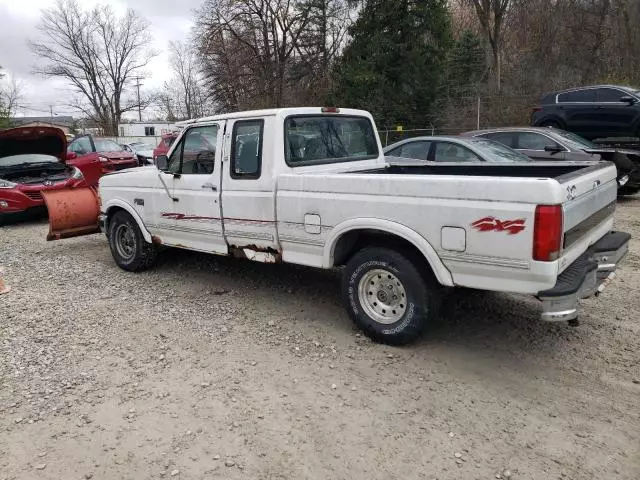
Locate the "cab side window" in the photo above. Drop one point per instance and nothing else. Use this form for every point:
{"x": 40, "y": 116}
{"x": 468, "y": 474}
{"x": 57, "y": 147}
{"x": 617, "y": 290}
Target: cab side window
---------------
Identify and extract each line of the listing that contains "side".

Locate the "cab side window" in the photo above. Drop one point per instance and nothing else. Use this form for every point:
Target: cab side window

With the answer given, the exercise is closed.